Challenge:
In the items below, swap "tag" for "mark" wherever it occurs, and copy every other word unchanged.

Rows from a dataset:
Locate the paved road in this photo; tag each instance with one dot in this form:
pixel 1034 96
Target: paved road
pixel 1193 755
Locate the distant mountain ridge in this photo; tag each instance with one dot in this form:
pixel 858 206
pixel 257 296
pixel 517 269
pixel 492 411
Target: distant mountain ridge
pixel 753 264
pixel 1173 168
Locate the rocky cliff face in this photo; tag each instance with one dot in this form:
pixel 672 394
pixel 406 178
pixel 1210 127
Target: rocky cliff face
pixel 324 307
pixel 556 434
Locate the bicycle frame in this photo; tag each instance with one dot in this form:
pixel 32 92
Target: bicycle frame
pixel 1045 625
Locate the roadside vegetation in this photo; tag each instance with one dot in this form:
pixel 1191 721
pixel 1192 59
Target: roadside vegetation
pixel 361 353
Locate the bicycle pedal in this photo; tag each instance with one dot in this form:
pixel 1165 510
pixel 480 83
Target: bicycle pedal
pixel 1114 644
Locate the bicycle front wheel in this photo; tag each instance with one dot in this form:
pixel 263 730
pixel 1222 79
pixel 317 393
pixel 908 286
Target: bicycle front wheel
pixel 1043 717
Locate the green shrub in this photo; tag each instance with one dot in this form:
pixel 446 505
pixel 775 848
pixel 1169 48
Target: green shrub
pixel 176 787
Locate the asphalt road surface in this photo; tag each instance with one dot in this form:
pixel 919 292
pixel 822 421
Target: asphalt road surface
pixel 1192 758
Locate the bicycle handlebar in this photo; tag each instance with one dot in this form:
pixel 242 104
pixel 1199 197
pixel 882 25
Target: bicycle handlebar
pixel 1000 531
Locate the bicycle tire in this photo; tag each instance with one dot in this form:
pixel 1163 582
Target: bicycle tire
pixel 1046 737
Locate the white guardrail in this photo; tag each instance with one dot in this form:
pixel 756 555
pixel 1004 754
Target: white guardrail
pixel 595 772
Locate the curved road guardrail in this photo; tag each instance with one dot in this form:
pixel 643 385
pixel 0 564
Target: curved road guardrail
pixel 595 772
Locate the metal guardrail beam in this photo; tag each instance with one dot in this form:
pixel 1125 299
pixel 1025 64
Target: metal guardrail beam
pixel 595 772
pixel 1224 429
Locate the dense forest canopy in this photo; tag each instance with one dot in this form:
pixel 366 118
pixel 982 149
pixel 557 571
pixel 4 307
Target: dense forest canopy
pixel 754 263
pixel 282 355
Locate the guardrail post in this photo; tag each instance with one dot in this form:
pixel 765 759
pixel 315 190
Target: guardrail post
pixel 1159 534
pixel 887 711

Response to the task:
Locate the paved road in this photo; mark each instance with one dot in this form:
pixel 1034 96
Target: paved road
pixel 1193 755
Locate the distant mountain ridge in this photo; mark each instance with one dot in this form:
pixel 858 206
pixel 257 296
pixel 517 269
pixel 492 411
Target: distant mountain ridge
pixel 753 264
pixel 1173 168
Locate the rocky cliff face in this photo; mark each instance with one dot in this form:
pixel 672 394
pixel 406 178
pixel 1210 127
Target: rocky cliff face
pixel 324 307
pixel 556 434
Locate the bicycle frame in this photo; mark each instance with one dot in this form:
pixel 32 92
Target: bicycle frame
pixel 1045 625
Locate the roadside vegetation in this photo; mark each instance with one dot in this form:
pixel 1191 721
pixel 1192 59
Target: roadside vegetation
pixel 361 353
Locate the bicycle pedal in this photo; mark each instance with one dot in this form:
pixel 1165 510
pixel 480 83
Target: bicycle pedal
pixel 1114 644
Locate the bicycle front wheel in this photo; mark each instance with one dot in this form:
pixel 263 730
pixel 1222 79
pixel 317 393
pixel 908 286
Target: bicycle front wheel
pixel 1043 717
Locate the green shrub in this photo; mark each instance with one dot in this form:
pixel 446 505
pixel 775 848
pixel 1169 48
Target: green shrub
pixel 176 787
Locate the asphalt road surface in this photo; mark each instance with one dot in this form:
pixel 919 292
pixel 822 421
Target: asphalt road surface
pixel 1192 758
Locate the bicycle handlebar in this photo; mark each instance with one dot in this form:
pixel 242 104
pixel 1199 197
pixel 882 25
Target: bicycle handlebar
pixel 1000 531
Locate the bicycle tire in this photo; mark each instance with one dot in this form:
pixel 1163 582
Target: bicycle tire
pixel 1046 737
Locate the white guardrail in this photo; mark each instance with one dot in this form:
pixel 756 555
pixel 1004 754
Target: white guardrail
pixel 595 772
Locate the curved road guardrail in this photo; mark each instance with one dot in this form:
pixel 643 385
pixel 0 564
Target: curved road guardrail
pixel 595 772
Locate the metal guardrail beam in this photo; mark each instance with one dot in this form:
pixel 1125 299
pixel 1025 64
Target: metal guardrail beam
pixel 595 772
pixel 1224 429
Locate the dense forest canopy in this photo; mark each instance with one dot in this form:
pixel 366 118
pixel 982 149
pixel 557 571
pixel 4 307
Target: dense forest canopy
pixel 754 263
pixel 282 355
Locate the guardrail post in this photo; mark each instance with one dot in this form:
pixel 765 759
pixel 315 190
Target: guardrail post
pixel 1159 534
pixel 887 711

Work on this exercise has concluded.